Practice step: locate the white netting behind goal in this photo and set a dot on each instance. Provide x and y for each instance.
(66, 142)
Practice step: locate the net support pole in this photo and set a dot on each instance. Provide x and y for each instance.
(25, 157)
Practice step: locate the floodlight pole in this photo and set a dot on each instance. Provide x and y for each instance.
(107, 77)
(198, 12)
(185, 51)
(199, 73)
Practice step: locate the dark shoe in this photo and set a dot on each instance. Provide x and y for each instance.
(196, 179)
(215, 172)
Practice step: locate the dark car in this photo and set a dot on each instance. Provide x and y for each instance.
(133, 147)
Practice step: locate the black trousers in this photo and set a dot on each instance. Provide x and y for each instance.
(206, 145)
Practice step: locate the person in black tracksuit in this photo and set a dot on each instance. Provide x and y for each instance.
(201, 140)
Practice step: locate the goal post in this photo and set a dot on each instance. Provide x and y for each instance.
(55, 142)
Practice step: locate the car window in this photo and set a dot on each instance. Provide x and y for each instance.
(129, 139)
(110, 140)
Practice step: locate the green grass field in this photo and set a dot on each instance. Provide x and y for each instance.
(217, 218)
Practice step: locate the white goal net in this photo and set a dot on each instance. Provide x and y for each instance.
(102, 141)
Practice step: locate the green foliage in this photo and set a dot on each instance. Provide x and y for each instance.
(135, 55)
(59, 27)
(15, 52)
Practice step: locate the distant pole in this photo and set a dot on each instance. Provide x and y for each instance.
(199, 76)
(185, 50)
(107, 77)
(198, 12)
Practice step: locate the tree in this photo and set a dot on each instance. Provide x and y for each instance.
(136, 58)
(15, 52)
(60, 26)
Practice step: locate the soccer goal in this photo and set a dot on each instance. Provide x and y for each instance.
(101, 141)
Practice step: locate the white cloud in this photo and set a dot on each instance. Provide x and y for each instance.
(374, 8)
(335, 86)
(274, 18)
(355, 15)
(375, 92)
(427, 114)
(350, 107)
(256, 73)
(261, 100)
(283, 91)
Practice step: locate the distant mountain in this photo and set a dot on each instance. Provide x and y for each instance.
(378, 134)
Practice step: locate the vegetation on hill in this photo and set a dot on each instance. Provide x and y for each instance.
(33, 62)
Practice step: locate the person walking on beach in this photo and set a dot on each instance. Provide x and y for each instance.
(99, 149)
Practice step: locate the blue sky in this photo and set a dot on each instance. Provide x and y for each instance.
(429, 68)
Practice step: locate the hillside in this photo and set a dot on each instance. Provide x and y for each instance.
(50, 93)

----

**Task requirements**
Can you reproduce the listing with "set a dot" swapped for "place a marker" everywhere it occurs, keeping every other word and line unchanged?

**Task output**
Practice step: locate the white netting behind goal in this photo and place a marker on each instance. Provide x and y for each instance.
(66, 142)
Practice step: locate the net support pole in this photo and place a marker on each instance. Provide x and y for each instance.
(25, 157)
Practice step: locate the floodlight pole in this photo and place a marker on each instance. Provide x and y for each instance.
(107, 77)
(198, 12)
(185, 51)
(199, 73)
Practice step: locate the dark shoe in this photo and place a marker on each instance. Provide x and y for each instance.
(196, 179)
(215, 172)
Practice step: locate the dark car in this photo and place a marker on each instance. Provide x and y for each instance.
(133, 147)
Practice step: locate the black trousers in this photo and place a marker on each instance. Provide x and y for each instance.
(206, 145)
Practice step: locate the person in black tracksuit in this photo and place a marker on each instance. Provide x and y for each instance.
(201, 140)
Practice step: locate the goal post in this photo and place a marker on each instance. Provide x and y for each instance.
(55, 142)
Practice step: locate the car window in this photo and place a marker on each instance. Provide x and y for each instance.
(129, 139)
(110, 140)
Practice step: locate the green grass field in this photo and place a marker on each instance. Provide x and y for each instance.
(217, 218)
Practice step: locate the white goal net in this photo and place a marker on each instance. Provide x and y for each instance.
(102, 141)
Practice step: locate the green foliage in this photo and place a marker on each instance. Provide x and y for each instance.
(135, 55)
(59, 27)
(15, 52)
Practice step: locate the distant pole in this photo and place a marker on each instance. Provide x and y for each instance.
(199, 76)
(185, 50)
(107, 77)
(198, 12)
Practice step: locate the tree in this photo and place a marker on each instance. Provide x and y for each instance.
(136, 58)
(15, 52)
(60, 26)
Practice step: locate the soccer goal in this photo and place a marker on each instance. Provide x and y for each instance.
(101, 141)
Practice step: locate the white cloud in this photo and place a marker on each instance. Provide x and y for each instance.
(374, 8)
(335, 86)
(274, 18)
(355, 15)
(375, 92)
(427, 114)
(350, 107)
(256, 73)
(261, 100)
(283, 91)
Practice step: locate the distant mountain in this photo and place a marker on each instance. Provide x and y for each instance.
(378, 134)
Practice step: locate the vegetation on hill in this photo and place a marker on each instance. Provide x and y for each instance.
(33, 62)
Practice step: locate the person walking on beach in this photo and place a marker on each instance. Provide x and y for each instance.
(99, 149)
Practice step: locate the blue sky in this photo and place a marker on each instance. Provide x and y for each instance.
(429, 68)
Practice step: locate the hillside in this photo and place a marker on each instance. Provide x and y for each instance.
(50, 93)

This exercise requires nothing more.